Point labeling records
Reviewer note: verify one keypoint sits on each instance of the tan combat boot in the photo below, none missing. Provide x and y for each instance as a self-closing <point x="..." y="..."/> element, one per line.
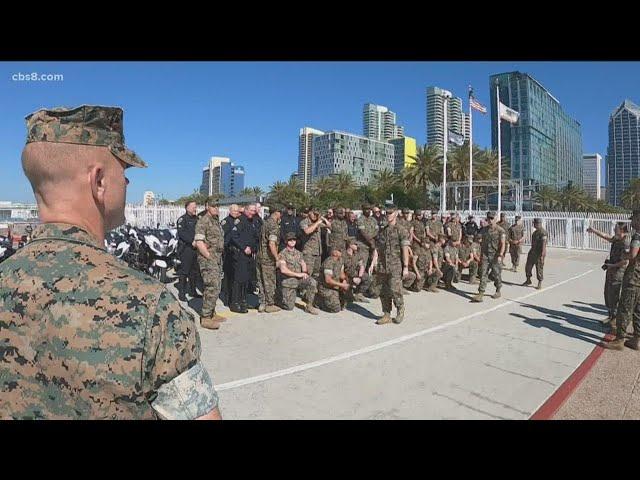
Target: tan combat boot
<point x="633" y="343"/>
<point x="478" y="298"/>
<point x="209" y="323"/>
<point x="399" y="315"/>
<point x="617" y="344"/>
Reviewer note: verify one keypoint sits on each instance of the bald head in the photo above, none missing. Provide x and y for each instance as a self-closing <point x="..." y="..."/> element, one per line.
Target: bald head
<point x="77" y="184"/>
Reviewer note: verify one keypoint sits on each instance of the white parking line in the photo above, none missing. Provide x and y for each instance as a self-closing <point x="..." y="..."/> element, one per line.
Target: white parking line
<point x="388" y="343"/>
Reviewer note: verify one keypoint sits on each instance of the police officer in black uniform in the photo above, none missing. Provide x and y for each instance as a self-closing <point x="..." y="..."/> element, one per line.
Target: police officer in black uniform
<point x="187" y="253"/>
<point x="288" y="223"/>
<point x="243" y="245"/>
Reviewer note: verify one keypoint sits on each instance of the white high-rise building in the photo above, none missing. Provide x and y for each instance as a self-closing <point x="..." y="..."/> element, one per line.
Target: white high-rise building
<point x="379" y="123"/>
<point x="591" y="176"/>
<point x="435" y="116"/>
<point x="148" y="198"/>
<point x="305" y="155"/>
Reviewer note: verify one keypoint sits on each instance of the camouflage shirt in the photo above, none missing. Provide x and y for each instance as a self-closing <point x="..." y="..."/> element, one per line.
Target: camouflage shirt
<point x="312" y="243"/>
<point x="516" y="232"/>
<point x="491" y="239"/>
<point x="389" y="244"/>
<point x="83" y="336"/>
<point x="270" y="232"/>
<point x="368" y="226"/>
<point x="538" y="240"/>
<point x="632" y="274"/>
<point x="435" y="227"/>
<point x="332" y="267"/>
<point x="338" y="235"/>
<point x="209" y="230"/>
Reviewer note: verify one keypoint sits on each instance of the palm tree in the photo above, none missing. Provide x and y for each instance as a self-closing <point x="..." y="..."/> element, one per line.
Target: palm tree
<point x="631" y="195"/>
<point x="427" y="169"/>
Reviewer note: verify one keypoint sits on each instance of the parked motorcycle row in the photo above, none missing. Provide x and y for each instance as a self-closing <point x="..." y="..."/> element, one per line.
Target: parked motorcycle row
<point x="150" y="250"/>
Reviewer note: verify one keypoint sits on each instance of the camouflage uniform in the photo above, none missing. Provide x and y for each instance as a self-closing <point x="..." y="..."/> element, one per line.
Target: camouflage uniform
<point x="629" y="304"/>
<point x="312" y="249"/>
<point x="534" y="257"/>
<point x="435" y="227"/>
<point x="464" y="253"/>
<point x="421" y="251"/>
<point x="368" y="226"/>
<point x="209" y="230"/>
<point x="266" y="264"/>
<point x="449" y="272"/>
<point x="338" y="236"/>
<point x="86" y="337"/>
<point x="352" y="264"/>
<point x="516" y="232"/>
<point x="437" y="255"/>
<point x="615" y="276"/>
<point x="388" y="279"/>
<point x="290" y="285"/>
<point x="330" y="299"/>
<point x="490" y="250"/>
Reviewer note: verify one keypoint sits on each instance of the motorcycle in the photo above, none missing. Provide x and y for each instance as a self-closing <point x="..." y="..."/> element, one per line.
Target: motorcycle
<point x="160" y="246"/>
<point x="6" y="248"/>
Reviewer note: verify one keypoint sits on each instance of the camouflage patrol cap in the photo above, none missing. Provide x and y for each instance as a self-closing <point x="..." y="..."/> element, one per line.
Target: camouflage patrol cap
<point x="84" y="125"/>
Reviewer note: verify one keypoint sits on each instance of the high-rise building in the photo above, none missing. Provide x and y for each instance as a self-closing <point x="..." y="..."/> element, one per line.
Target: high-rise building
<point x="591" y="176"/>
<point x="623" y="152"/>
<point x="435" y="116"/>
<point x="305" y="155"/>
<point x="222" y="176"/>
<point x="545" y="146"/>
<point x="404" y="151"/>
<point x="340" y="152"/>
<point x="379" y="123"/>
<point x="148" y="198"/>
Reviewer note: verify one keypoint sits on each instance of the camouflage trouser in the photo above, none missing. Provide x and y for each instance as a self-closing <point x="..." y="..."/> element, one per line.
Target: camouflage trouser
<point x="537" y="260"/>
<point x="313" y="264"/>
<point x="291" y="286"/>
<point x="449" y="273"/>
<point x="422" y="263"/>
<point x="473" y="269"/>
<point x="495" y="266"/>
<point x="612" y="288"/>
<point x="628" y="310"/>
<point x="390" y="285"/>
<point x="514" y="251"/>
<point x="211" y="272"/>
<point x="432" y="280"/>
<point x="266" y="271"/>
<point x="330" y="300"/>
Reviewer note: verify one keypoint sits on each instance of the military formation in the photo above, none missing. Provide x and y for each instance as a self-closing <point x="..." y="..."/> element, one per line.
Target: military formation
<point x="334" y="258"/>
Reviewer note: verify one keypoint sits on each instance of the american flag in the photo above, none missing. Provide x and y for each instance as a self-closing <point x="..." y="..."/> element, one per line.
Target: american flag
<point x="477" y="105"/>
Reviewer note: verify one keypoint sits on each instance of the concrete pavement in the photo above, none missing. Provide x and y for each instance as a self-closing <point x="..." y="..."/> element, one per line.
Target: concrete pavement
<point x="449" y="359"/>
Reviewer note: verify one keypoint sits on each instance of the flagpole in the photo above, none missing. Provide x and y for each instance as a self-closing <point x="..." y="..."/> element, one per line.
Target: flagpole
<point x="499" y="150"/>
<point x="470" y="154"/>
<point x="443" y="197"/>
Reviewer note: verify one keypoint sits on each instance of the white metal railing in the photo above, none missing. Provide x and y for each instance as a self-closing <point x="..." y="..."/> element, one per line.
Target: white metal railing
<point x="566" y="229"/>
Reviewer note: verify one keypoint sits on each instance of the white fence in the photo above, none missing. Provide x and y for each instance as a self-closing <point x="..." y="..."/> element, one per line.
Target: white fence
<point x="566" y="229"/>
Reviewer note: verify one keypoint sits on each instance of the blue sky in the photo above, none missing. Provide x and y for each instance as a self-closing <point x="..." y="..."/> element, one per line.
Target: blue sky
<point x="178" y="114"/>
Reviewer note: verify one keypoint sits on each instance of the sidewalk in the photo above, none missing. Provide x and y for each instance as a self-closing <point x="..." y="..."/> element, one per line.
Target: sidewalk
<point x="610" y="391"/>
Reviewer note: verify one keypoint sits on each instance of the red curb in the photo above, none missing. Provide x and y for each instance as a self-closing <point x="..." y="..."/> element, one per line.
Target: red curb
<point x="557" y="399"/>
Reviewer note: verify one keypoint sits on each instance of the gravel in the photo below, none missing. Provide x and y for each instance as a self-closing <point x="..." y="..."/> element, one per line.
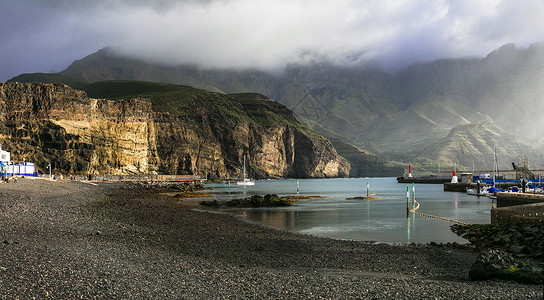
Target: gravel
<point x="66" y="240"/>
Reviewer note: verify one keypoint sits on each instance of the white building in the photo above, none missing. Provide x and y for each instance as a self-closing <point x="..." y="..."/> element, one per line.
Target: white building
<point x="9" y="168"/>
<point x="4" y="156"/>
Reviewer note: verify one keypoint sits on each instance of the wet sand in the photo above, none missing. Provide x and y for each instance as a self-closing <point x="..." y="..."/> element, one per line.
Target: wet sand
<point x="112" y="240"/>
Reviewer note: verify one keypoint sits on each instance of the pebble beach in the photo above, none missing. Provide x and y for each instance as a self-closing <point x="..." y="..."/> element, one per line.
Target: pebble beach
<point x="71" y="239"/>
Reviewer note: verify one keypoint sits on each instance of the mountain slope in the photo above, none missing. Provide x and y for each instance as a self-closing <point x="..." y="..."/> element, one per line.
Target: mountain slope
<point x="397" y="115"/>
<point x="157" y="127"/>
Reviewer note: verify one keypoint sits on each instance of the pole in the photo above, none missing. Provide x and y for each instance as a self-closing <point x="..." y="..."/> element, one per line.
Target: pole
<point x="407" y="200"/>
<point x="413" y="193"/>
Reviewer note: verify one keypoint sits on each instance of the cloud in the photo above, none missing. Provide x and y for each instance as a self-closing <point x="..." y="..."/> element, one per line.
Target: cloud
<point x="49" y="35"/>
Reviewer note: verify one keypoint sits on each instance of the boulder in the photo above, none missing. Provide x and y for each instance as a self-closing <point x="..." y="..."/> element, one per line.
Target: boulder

◆ WORK INSTRUCTIONS: Copy out the part of the records that opens with the line containing "of the cloud" and runs through the end of the records, requests included. Multiply every point coordinate in the answers by 0.35 and round to whole numbers, with halves rounded up.

◆ TASK RESULT:
Reviewer note: verify one keypoint sits on each instance of the cloud in the photo above, none missing. Provide x and y for each instance as a self-closing <point x="..." y="..."/> element, one per line.
Target: cloud
<point x="17" y="12"/>
Reviewer note: verify one keypoint sits on each instance of the boulder in the photo above, none missing. Provide x and y for each instance as a self-closing <point x="..." y="..."/> element, one per line.
Target: boulder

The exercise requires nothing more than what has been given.